Given text ::
Friday 24 March 2023

Revealed: the US is averaging one chemical accident every two days

Guardian analysis of data in light of Ohio train derailment shows accidental releases are happening consistently

Mike DeWine, the Ohio governor, recently lamented the toll taken on the residents of East Palestine after the toxic train derailment there, saying “no other community should have to go through this”.

But such accidents are happening with striking regularity. A Guardian analysis of data collected by the Environmental Protection Agency (EPA) and by non-profit groups that track chemical accidents in the US shows that accidental releases – be they through train derailments, truck crashes, pipeline ruptures or industrial plant leaks and spills – are happening consistently across the country.

By one estimate these incidents are occurring, on average, every two days.

“These kinds of hidden disasters happen far too frequently,” Mathy Stanislaus, who served as assistant administrator of the EPA’s office of land and emergency management during the Obama administration, told the Guardian. Stanislaus led programs focused on the cleanup of contaminated hazardous waste sites, chemical plant safety, oil spill prevention and emergency response.

In the first seven weeks of 2023 alone, there were more than 30 incidents recorded by the Coalition to Prevent Chemical Disasters, roughly one every day and a half. Last year the coalition recorded 188, up from 177 in 2021. The group has tallied more than 470 incidents since it started counting in April 2020.

Your assignment :: Reproduce word for word the passage of the chemical accidents article starting with "Friday 24 March" and going on through "every two days.". The listing that follows comes from a separate source and has no connection to the chemical accidents article.

Raw data ::
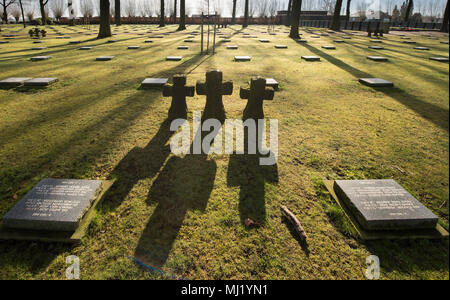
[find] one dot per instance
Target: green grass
(184, 214)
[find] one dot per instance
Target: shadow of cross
(256, 96)
(214, 89)
(179, 91)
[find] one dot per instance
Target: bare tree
(296, 11)
(57, 7)
(105, 26)
(130, 8)
(444, 27)
(336, 22)
(5, 4)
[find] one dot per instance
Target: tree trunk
(408, 10)
(289, 12)
(295, 20)
(162, 21)
(175, 12)
(233, 19)
(348, 10)
(117, 13)
(105, 26)
(444, 27)
(245, 25)
(43, 16)
(336, 23)
(23, 14)
(182, 15)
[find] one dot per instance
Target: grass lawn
(185, 215)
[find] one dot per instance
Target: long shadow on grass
(438, 115)
(184, 184)
(247, 172)
(412, 256)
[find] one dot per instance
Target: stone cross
(179, 91)
(256, 96)
(214, 89)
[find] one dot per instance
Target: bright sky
(426, 7)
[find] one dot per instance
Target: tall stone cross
(256, 96)
(214, 89)
(179, 91)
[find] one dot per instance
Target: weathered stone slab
(40, 81)
(376, 82)
(377, 58)
(439, 59)
(174, 58)
(13, 81)
(270, 82)
(154, 82)
(104, 58)
(384, 205)
(242, 58)
(311, 58)
(53, 205)
(39, 58)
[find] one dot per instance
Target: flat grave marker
(40, 58)
(104, 58)
(377, 58)
(53, 205)
(13, 81)
(376, 82)
(439, 59)
(310, 58)
(384, 205)
(174, 58)
(154, 82)
(40, 81)
(242, 58)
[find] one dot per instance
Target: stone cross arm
(227, 88)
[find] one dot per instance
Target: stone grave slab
(384, 205)
(311, 58)
(40, 81)
(174, 58)
(39, 58)
(53, 205)
(154, 82)
(377, 58)
(13, 81)
(104, 58)
(439, 59)
(376, 82)
(242, 58)
(270, 82)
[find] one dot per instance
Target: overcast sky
(426, 7)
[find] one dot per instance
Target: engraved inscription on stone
(53, 204)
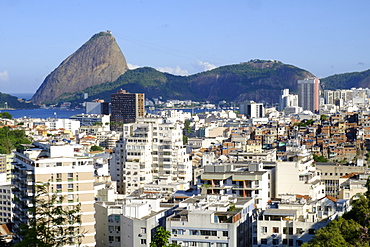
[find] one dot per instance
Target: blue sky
(183, 37)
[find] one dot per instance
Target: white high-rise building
(288, 100)
(252, 109)
(129, 222)
(309, 94)
(68, 173)
(153, 151)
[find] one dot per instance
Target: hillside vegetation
(257, 80)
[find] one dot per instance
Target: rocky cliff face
(98, 61)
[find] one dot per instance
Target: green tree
(319, 158)
(187, 129)
(323, 117)
(161, 239)
(350, 230)
(11, 139)
(184, 139)
(49, 223)
(96, 148)
(6, 115)
(335, 234)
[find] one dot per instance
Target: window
(208, 233)
(290, 242)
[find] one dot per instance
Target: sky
(183, 37)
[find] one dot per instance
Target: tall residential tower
(126, 108)
(309, 94)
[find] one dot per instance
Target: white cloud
(175, 71)
(203, 66)
(133, 66)
(4, 76)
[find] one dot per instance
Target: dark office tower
(126, 108)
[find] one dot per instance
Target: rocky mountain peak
(98, 61)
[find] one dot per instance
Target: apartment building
(224, 179)
(68, 173)
(153, 152)
(212, 220)
(331, 174)
(126, 108)
(128, 222)
(295, 219)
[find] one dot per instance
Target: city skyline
(183, 37)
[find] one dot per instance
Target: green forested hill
(257, 80)
(14, 102)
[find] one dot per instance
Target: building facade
(68, 175)
(126, 108)
(309, 94)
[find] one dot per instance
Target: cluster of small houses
(236, 182)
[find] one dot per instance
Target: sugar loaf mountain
(99, 69)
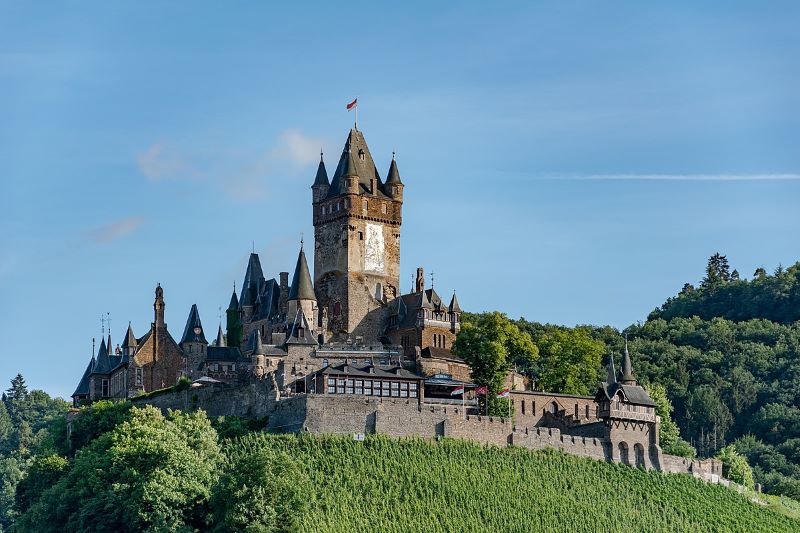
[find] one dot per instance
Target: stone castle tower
(357, 218)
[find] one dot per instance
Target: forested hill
(725, 294)
(181, 472)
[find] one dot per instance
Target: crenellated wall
(324, 414)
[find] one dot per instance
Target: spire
(253, 280)
(454, 307)
(220, 338)
(193, 332)
(322, 174)
(627, 370)
(350, 165)
(394, 176)
(258, 346)
(302, 288)
(234, 305)
(612, 374)
(130, 339)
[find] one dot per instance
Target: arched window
(623, 453)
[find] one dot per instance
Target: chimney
(420, 279)
(283, 304)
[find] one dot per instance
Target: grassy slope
(415, 485)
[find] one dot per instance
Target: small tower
(454, 310)
(233, 324)
(319, 189)
(193, 342)
(220, 342)
(301, 292)
(129, 344)
(158, 309)
(393, 186)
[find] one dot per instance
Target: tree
(262, 489)
(150, 473)
(491, 344)
(717, 271)
(670, 438)
(735, 466)
(18, 390)
(570, 360)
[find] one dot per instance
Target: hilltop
(151, 472)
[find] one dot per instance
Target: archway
(623, 453)
(638, 450)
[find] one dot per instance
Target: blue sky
(569, 162)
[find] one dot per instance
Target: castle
(348, 353)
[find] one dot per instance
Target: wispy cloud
(116, 229)
(241, 177)
(159, 162)
(675, 177)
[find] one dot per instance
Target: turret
(350, 179)
(129, 344)
(158, 308)
(301, 292)
(193, 342)
(233, 323)
(319, 189)
(627, 369)
(393, 185)
(455, 314)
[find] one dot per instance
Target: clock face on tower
(373, 249)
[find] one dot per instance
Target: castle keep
(345, 351)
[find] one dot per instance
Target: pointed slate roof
(393, 176)
(103, 364)
(627, 369)
(612, 374)
(256, 344)
(302, 288)
(454, 307)
(83, 384)
(234, 305)
(365, 168)
(130, 339)
(322, 174)
(220, 342)
(253, 279)
(300, 332)
(193, 332)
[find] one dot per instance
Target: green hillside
(151, 472)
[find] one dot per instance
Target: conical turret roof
(234, 304)
(322, 174)
(394, 176)
(193, 332)
(454, 307)
(302, 288)
(627, 368)
(220, 338)
(130, 338)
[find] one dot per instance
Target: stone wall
(395, 417)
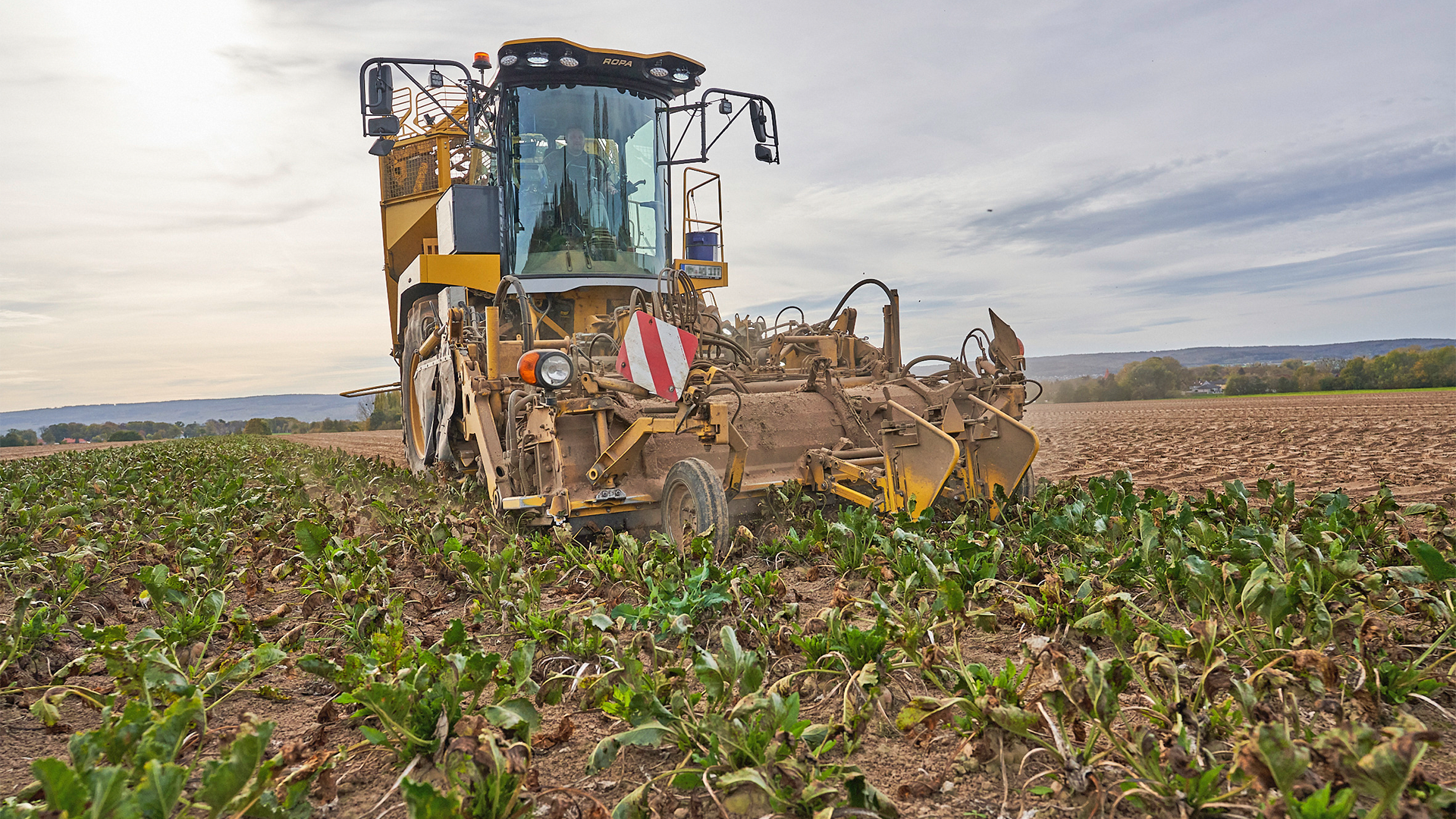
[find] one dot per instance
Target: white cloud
(19, 318)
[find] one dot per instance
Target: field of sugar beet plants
(248, 627)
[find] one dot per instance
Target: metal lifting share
(554, 349)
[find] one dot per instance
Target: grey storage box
(468, 219)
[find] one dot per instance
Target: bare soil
(375, 444)
(1321, 442)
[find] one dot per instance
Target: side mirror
(759, 121)
(382, 91)
(383, 126)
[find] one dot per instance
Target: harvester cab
(557, 350)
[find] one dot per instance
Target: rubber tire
(421, 321)
(693, 496)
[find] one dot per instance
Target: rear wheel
(419, 406)
(693, 502)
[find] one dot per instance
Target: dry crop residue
(1321, 442)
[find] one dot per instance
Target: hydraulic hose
(714, 340)
(861, 283)
(946, 359)
(528, 331)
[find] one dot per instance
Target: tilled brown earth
(1321, 442)
(375, 444)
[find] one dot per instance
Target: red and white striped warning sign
(655, 356)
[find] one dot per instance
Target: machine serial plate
(704, 271)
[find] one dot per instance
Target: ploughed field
(1356, 442)
(251, 627)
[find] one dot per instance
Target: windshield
(587, 191)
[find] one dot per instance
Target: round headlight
(549, 369)
(554, 371)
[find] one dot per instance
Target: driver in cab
(576, 174)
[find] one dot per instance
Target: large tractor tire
(693, 502)
(419, 407)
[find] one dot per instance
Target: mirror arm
(400, 61)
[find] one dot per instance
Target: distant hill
(297, 406)
(1097, 363)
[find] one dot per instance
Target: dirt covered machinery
(557, 352)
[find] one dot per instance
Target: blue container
(702, 245)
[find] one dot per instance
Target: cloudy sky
(191, 213)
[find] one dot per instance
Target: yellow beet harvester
(554, 347)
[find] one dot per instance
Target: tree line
(1407, 368)
(379, 413)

Problem solution ::
Friday 24 March 2023

Revealed: the US is averaging one chemical accident every two days

Guardian analysis of data in light of Ohio train derailment shows accidental releases are happening consistently

Mike DeWine, the Ohio governor, recently lamented the toll taken on the residents of East Palestine after the toxic train derailment there, saying “no other community should have to go through this”.

But such accidents are happening with striking regularity. A Guardian analysis of data collected by the Environmental Protection Agency (EPA) and by non-profit groups that track chemical accidents in the US shows that accidental releases – be they through train derailments, truck crashes, pipeline ruptures or industrial plant leaks and spills – are happening consistently across the country.

By one estimate these incidents are occurring, on average, every two days.